* **Given passage**:
▶
In [None]:
import numpy as np
import random as rd
from keras.datasets import mnist



In [None]:
class Network:
    """
    The main object we're going to use accross this notebook
    It's a neural network that takes as input a list of 
    layers nodes
    
    Ex: [2, 3, 1] is a 3 layer network, with 2 neurons of input, 3 neurons 
    in the hidden layer and 1 for the output layer
    
    Supposedly it can take more than just 3 layers but I didnt test it
    
    It initializes an object with the proper weights, biases, activations and z
    based on the layers list. It also has the layers list and the number of layers
    
    The weights and biases initialized following a Gaussian of mean 1
    """
    def __init__(self, layers: list):        
        np.random.seed(42)
◀
* **Given exercise A**:
Answer these questions about the neural network code, one answer per line:
(i) Under what alias is the random module imported?
(ii) In the example [2, 3, 1], how many neurons are in the hidden layer?
(iii) What number is passed to np.random.seed?
* **Given exercise B**:
Translate this sentence from the neural network code into Spanish: "It initializes an object with the proper weights, biases, activations and z based on the layers list."
* **Given exercise C**:
Retype the neural network code from "Ex: [2, 3, 1]" to "np.random.seed(42)".

* **Data extract**:
▶
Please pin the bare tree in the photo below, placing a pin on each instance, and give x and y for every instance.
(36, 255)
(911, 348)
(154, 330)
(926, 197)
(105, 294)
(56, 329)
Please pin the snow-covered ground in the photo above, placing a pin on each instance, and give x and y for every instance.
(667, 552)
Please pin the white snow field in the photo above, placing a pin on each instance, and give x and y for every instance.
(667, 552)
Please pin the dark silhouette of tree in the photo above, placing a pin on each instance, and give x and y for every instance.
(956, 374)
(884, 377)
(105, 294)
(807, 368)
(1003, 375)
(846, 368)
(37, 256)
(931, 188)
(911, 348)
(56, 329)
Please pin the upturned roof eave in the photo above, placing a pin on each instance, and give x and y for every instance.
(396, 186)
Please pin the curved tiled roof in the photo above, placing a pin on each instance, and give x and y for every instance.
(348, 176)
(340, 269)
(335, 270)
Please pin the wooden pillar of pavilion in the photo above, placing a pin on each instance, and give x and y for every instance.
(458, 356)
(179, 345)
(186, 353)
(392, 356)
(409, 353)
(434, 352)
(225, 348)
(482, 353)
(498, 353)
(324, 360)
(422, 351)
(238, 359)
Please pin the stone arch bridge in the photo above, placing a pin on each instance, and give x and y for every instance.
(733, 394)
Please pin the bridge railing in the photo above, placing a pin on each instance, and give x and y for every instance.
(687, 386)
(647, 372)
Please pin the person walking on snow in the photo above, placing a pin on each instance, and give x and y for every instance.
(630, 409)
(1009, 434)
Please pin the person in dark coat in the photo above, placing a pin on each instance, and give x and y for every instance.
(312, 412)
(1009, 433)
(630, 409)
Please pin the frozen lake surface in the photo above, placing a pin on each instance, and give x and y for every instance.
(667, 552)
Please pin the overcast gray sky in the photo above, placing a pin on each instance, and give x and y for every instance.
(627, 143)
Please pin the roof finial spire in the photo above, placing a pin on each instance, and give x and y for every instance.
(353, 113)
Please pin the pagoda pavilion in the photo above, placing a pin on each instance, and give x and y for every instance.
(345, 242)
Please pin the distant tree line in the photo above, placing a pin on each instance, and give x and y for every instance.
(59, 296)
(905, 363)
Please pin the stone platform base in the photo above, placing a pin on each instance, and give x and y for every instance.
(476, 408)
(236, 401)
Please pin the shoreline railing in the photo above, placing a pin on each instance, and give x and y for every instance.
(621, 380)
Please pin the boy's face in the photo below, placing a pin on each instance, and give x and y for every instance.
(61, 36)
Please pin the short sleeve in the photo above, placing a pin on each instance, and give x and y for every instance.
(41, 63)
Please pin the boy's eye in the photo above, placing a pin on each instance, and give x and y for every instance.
◀
* **Full solution A**:
(i) rd
(ii) 3
(iii) 42

* **Full solution B**:
Inicializa un objeto con los pesos, sesgos, activaciones y z adecuados a partir de la lista de capas.

* **Full solution C**:
Ex: [2, 3, 1] is a 3 layer network, with 2 neurons of input, 3 neurons 
    in the hidden layer and 1 for the output layer
    
    Supposedly it can take more than just 3 layers but I didnt test it
    
    It initializes an object with the proper weights, biases, activations and z
    based on the layers list. It also has the layers list and the number of layers
    
    The weights and biases initialized following a Gaussian of mean 1
    """
    def __init__(self, layers: list):        
        np.random.seed(42)